Activity =
Both the line with "Sample output: [[275, 35]]" and the line with "Sample output: [[93, 118]]" in the records below must appear in the output, along with every line between them, exactly and with nothing added.

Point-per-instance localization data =
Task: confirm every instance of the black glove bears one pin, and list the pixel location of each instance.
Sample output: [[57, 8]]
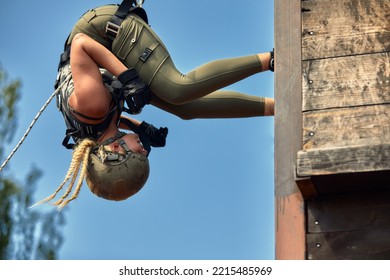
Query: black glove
[[157, 136], [134, 91]]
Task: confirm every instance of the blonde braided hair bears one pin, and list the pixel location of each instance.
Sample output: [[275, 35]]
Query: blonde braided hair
[[77, 168]]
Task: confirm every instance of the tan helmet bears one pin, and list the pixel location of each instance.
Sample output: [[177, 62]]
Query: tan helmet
[[118, 176]]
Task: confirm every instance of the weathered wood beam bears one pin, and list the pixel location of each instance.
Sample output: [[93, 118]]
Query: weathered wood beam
[[290, 219], [344, 27], [343, 160], [346, 127], [346, 81]]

Written solution =
Sample output: [[275, 35]]
Query: blonde braided hair
[[77, 168]]
Task: confirm every instance of the tan helmet bears one pin, and list the pixel location of each instance.
Sample output: [[177, 62]]
Query: tan helmet
[[118, 176]]
Task: confirm every instance of the weathered wood beam bears one pin, and list the pixel location of each instance.
Sample output: [[93, 118]]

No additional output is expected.